§ What you need to do: How many lines in the data below contain the string "blurred"? Reply with the number alone.

§ Listed entries:

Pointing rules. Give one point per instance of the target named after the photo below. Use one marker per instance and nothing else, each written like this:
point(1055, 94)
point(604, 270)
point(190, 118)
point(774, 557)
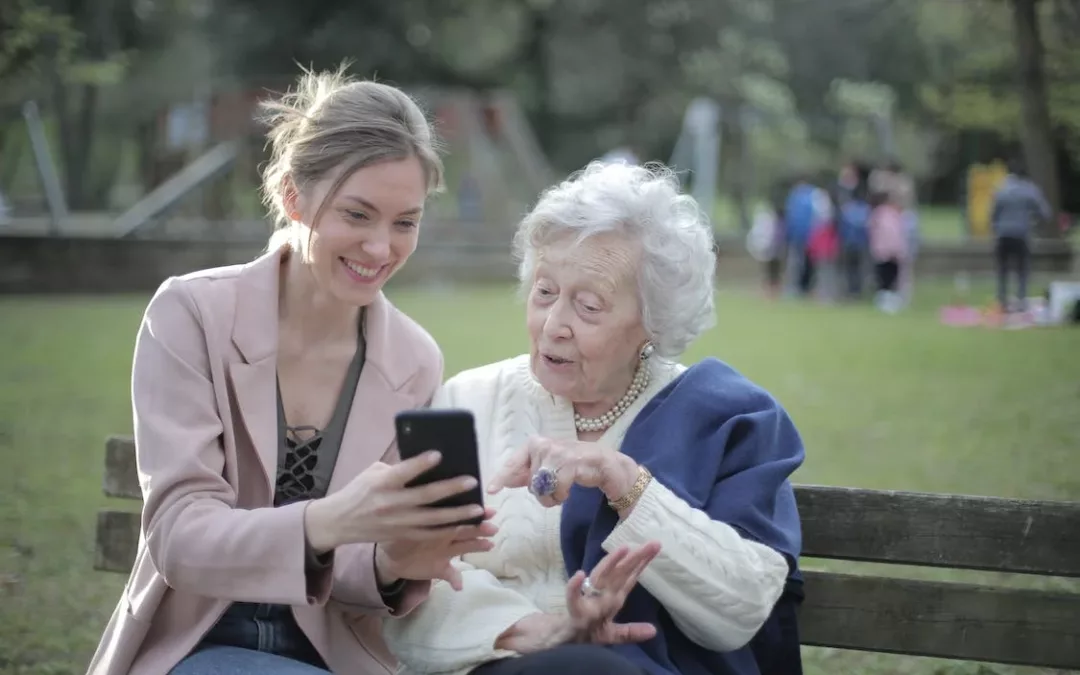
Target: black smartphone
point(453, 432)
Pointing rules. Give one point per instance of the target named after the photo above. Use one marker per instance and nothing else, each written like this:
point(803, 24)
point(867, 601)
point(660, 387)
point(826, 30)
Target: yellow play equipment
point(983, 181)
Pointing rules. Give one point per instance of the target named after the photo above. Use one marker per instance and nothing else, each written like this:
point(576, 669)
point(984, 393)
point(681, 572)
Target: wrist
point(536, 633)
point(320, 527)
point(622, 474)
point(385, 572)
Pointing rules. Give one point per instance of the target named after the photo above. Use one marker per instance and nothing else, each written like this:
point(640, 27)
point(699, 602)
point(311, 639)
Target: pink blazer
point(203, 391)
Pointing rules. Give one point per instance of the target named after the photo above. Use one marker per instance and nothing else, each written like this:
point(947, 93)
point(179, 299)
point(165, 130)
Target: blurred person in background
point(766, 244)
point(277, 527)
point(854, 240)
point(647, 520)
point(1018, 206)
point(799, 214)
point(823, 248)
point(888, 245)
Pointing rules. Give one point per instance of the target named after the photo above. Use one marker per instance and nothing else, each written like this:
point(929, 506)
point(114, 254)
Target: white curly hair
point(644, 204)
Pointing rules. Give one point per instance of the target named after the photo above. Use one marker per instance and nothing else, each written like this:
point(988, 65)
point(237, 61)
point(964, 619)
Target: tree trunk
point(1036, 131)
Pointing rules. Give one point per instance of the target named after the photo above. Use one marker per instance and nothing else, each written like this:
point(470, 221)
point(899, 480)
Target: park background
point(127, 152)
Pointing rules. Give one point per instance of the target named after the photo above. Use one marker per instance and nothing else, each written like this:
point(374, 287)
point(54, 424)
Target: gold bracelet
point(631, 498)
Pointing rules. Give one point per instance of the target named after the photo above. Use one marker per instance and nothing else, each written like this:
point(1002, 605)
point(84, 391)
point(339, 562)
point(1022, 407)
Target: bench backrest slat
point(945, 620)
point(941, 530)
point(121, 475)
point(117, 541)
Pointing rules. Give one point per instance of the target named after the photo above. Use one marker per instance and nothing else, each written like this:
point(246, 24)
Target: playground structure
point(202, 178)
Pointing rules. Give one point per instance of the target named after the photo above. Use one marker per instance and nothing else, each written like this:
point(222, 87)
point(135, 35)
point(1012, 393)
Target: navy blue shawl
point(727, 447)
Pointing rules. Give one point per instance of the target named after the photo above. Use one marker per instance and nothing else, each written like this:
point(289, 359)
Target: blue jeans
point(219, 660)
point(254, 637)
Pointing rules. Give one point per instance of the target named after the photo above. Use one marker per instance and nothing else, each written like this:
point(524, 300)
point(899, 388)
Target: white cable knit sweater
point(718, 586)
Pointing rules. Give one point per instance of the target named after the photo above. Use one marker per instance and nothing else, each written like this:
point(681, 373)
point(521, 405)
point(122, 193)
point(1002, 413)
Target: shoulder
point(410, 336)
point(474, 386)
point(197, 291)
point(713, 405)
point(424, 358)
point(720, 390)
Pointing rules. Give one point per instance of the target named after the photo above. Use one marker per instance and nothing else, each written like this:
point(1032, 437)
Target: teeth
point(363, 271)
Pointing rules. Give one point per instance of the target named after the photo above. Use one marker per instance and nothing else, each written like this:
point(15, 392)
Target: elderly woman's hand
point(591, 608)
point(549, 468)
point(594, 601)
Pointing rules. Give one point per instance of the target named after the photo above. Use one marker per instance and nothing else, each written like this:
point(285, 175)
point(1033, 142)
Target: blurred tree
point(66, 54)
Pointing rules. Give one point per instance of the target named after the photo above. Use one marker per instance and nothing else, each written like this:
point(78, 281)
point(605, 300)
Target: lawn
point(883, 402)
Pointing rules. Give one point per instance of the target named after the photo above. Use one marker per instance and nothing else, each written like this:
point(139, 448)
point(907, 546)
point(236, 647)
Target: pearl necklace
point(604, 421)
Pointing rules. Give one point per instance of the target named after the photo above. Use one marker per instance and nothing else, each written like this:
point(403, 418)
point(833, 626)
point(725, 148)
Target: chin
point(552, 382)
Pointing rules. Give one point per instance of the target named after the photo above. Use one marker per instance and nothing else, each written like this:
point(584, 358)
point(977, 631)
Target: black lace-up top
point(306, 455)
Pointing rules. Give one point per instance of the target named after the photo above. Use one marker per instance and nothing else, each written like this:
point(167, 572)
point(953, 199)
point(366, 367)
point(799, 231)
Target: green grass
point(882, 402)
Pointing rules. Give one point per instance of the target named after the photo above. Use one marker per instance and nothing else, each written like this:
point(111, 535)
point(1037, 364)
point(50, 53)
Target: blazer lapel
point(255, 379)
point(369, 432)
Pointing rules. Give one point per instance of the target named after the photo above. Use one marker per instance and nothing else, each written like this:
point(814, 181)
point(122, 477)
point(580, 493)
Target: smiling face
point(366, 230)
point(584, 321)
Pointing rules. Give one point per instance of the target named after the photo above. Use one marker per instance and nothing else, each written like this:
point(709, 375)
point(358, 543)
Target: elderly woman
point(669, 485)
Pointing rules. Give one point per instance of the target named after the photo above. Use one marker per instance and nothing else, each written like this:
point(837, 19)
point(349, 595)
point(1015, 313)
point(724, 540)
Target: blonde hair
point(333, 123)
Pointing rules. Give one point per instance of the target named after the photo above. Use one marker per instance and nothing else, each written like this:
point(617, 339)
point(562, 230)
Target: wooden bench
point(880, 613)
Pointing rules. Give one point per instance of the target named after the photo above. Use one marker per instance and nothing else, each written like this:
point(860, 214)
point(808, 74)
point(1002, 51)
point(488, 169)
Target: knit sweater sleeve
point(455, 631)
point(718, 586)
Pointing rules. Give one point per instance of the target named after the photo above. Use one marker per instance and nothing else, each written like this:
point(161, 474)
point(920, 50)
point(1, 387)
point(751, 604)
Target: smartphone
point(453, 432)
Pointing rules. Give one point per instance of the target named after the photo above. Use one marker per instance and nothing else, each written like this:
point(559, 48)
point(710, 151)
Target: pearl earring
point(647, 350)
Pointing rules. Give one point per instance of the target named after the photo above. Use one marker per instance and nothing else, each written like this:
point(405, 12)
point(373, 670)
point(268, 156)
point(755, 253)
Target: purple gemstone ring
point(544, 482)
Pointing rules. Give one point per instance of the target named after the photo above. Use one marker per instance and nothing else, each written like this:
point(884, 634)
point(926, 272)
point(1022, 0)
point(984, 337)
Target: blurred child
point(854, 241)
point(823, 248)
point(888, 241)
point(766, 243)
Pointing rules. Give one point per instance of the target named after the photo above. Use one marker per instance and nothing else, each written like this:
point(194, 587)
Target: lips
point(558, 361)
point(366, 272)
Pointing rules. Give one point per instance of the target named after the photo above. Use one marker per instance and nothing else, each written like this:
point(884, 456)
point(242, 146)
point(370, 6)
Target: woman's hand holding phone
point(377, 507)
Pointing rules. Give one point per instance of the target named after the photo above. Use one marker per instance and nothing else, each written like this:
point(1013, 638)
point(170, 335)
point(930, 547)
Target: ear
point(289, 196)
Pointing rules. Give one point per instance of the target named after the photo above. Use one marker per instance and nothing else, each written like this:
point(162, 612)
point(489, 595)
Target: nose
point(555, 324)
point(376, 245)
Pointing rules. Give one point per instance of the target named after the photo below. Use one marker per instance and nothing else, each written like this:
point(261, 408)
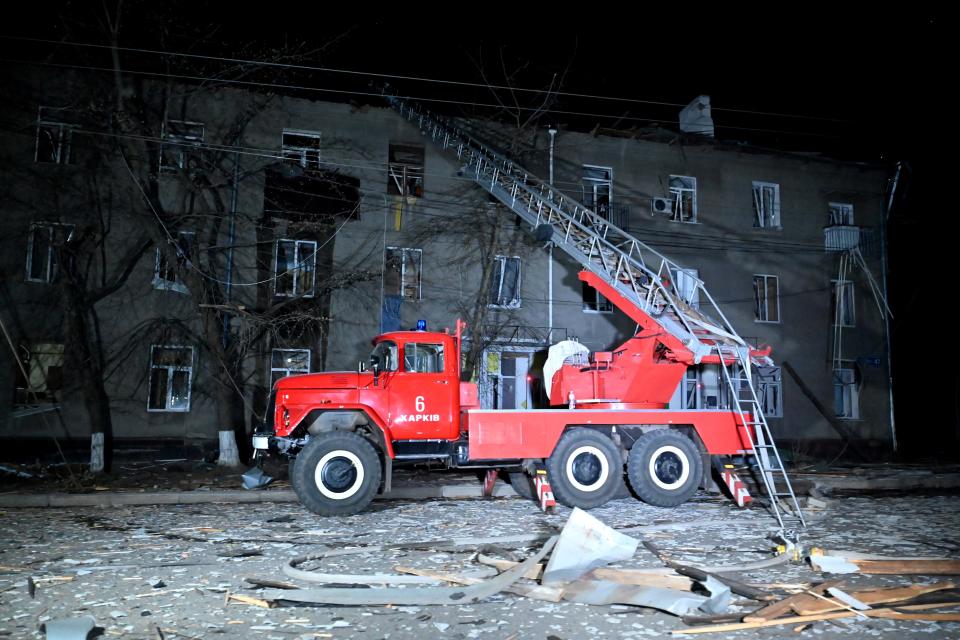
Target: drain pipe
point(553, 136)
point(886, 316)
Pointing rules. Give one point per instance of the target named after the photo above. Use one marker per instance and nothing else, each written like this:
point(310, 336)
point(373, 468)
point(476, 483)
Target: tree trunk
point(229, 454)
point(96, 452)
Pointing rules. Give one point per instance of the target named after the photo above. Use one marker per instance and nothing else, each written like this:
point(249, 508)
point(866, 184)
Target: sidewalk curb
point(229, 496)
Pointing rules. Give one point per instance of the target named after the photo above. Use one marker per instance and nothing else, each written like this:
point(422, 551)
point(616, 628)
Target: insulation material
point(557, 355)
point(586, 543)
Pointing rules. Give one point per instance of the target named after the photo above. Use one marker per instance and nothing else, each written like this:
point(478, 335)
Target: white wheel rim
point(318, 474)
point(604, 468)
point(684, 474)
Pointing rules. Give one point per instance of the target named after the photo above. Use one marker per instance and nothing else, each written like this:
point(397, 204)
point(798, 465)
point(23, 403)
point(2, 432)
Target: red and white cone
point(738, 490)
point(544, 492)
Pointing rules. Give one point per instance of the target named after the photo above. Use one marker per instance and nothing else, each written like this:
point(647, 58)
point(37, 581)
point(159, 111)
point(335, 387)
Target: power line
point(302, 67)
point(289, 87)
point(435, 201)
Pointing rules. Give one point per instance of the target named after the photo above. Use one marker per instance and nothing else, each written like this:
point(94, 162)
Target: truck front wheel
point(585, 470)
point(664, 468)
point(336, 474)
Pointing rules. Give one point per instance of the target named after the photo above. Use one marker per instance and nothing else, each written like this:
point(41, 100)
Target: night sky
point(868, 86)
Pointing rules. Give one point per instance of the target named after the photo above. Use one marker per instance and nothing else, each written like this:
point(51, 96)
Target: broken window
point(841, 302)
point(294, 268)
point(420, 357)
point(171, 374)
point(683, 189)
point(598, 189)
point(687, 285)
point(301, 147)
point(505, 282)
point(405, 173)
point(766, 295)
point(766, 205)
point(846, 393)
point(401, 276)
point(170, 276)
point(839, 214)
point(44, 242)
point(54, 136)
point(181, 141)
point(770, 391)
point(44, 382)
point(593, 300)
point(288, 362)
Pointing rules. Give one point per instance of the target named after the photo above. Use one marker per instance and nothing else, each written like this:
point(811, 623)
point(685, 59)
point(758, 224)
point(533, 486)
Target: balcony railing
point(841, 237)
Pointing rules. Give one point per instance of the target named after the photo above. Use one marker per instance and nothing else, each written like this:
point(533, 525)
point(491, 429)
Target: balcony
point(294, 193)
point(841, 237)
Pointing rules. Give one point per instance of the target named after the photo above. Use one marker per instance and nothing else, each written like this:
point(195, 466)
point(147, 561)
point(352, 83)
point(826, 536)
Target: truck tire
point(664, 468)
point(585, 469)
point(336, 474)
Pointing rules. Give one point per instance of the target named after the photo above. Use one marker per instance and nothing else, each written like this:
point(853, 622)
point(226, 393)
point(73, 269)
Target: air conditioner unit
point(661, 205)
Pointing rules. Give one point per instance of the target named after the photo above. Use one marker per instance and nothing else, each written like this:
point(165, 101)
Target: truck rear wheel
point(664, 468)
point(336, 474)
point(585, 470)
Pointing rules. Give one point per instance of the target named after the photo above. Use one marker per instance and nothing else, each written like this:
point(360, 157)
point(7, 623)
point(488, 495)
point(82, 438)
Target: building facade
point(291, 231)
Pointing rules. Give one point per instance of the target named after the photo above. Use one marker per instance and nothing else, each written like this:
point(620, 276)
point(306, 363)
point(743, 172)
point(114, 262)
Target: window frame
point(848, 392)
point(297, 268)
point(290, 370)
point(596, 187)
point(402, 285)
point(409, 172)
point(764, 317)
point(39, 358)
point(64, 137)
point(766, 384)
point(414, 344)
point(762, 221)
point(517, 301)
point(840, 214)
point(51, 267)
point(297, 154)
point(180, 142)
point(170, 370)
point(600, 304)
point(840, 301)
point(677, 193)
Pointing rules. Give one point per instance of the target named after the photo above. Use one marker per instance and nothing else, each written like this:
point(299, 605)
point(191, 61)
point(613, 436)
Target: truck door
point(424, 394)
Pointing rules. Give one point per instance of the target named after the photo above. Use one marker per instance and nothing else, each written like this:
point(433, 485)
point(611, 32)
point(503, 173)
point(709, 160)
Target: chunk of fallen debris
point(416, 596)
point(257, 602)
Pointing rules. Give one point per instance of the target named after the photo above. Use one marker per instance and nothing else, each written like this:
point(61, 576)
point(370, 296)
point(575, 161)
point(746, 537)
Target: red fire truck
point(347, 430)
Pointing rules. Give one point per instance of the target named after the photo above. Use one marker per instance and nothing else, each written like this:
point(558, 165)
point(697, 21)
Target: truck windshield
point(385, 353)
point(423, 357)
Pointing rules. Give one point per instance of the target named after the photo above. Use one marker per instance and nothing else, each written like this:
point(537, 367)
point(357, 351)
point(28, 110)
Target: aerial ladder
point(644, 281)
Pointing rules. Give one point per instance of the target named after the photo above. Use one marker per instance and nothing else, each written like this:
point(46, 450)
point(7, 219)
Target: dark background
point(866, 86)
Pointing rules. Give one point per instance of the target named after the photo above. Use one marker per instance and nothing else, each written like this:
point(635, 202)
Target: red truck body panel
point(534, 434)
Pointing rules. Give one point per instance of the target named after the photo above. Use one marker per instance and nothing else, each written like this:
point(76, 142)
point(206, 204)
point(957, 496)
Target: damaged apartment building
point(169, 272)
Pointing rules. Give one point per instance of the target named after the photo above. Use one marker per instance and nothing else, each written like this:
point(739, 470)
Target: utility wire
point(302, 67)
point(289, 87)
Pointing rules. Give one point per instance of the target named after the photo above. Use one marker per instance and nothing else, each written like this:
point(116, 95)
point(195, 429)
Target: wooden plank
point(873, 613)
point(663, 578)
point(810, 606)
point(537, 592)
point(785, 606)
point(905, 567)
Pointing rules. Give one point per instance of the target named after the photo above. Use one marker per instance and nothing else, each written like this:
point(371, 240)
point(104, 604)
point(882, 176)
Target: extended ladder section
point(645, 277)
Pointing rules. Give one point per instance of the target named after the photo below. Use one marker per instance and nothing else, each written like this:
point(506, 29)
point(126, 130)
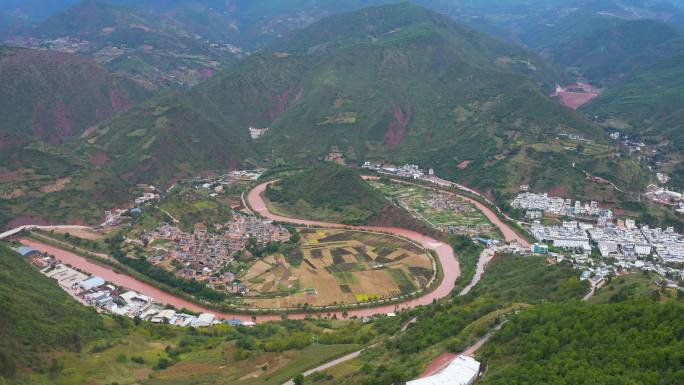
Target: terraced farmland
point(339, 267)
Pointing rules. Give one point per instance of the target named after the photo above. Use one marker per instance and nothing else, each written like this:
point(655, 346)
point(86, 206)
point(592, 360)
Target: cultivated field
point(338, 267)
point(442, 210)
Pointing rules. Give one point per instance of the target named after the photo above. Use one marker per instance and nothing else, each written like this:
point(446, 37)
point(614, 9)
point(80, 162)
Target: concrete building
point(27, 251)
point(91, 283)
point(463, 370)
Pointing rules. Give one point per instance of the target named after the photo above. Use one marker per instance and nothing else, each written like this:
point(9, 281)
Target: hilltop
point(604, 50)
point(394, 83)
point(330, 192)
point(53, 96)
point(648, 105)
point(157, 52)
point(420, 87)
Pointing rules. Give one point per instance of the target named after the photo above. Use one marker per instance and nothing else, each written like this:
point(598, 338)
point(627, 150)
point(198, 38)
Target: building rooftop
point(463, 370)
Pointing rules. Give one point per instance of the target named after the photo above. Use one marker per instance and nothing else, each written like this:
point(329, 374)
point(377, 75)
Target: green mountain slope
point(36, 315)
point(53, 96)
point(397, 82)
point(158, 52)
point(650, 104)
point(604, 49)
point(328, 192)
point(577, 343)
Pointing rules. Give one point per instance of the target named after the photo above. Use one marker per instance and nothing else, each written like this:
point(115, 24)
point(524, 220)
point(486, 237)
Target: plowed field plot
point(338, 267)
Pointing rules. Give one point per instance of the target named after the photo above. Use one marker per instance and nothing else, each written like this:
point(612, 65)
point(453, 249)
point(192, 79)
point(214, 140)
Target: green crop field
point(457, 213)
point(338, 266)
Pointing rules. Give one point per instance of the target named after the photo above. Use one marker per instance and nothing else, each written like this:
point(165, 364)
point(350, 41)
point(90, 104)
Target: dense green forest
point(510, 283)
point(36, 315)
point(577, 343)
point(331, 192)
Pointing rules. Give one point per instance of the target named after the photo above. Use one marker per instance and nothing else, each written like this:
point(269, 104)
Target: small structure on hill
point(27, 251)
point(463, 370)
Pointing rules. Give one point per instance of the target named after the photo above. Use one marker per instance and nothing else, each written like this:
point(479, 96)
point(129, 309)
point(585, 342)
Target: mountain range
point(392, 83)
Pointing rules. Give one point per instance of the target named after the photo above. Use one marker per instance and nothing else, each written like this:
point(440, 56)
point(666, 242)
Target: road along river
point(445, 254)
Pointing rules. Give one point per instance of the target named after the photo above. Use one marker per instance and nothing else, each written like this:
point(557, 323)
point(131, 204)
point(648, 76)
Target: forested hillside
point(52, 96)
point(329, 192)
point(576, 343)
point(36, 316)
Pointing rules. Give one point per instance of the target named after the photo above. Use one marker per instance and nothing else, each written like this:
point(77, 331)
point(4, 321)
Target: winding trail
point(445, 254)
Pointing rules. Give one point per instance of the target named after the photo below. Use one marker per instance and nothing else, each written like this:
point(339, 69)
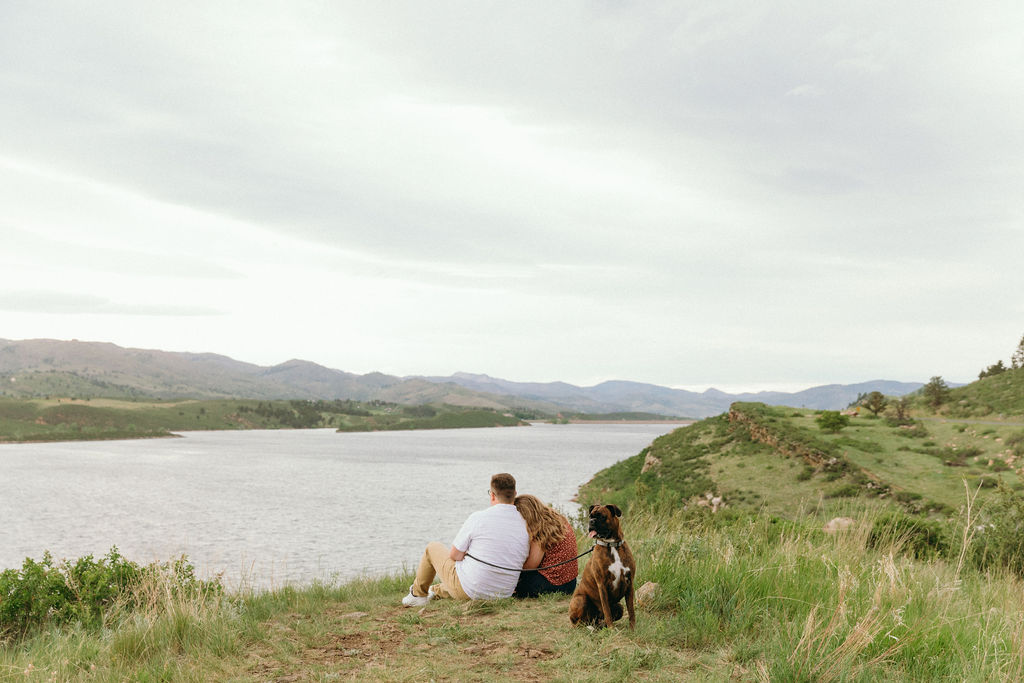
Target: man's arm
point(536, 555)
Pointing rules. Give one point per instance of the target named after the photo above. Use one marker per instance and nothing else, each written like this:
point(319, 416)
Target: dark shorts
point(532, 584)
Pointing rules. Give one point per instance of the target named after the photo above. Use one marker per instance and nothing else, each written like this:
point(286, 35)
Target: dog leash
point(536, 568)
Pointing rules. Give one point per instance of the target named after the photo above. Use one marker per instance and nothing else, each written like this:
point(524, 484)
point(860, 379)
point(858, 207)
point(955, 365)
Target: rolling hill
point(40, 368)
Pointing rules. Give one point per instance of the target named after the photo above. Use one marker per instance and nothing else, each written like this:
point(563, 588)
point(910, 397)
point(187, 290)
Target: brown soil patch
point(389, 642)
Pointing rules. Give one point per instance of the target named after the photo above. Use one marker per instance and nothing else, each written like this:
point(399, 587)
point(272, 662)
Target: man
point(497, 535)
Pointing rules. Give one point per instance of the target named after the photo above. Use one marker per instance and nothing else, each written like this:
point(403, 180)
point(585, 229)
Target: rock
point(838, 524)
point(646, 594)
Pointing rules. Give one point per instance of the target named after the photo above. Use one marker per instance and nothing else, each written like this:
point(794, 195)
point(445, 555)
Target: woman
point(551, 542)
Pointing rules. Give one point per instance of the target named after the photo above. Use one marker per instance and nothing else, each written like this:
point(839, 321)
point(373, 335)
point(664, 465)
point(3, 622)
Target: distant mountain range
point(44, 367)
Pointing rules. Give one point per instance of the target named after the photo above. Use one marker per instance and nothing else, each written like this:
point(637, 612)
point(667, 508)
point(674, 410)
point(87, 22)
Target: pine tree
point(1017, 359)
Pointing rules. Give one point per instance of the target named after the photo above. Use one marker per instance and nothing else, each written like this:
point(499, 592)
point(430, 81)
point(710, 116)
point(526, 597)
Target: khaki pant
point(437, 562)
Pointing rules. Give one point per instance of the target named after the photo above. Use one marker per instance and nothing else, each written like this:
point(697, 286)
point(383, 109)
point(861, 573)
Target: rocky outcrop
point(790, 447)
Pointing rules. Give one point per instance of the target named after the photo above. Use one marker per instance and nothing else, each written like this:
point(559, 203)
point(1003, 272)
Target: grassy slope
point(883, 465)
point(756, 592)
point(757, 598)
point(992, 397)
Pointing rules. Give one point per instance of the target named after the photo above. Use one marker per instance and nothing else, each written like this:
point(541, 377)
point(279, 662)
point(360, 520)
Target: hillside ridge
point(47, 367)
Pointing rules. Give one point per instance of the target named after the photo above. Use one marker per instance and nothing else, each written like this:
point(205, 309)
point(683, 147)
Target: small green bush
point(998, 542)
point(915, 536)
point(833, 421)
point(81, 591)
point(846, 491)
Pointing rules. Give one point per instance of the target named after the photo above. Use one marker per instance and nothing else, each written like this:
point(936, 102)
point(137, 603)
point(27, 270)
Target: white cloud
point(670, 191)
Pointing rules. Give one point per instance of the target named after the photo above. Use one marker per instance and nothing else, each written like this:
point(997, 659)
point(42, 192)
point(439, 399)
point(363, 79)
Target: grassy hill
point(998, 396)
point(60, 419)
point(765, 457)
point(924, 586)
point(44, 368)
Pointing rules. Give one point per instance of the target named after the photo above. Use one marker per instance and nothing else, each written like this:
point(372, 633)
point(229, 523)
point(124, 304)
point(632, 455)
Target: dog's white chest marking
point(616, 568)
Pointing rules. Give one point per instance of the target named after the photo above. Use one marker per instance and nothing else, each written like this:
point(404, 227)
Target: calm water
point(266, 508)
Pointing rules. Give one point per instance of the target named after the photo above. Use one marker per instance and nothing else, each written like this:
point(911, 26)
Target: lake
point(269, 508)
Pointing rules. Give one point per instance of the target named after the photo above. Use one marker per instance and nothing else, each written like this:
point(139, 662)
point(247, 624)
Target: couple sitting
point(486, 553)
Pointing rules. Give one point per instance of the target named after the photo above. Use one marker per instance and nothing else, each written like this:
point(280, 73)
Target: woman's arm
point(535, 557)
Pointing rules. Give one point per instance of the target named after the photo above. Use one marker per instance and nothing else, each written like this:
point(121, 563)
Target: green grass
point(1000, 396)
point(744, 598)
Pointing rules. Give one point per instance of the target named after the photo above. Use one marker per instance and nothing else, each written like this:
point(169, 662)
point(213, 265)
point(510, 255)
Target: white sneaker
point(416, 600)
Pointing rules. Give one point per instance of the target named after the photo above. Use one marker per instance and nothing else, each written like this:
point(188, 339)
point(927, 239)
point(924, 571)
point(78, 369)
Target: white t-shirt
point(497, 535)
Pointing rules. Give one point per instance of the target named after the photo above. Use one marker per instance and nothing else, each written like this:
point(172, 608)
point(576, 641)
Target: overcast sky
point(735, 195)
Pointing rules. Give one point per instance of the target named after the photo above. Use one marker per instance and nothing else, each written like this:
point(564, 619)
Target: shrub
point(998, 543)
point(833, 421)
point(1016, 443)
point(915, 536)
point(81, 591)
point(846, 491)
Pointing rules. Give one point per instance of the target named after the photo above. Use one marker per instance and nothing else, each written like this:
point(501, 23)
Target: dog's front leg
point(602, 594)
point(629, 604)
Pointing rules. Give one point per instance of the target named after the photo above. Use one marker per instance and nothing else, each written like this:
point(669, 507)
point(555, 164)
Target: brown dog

§ Answer for the task: 3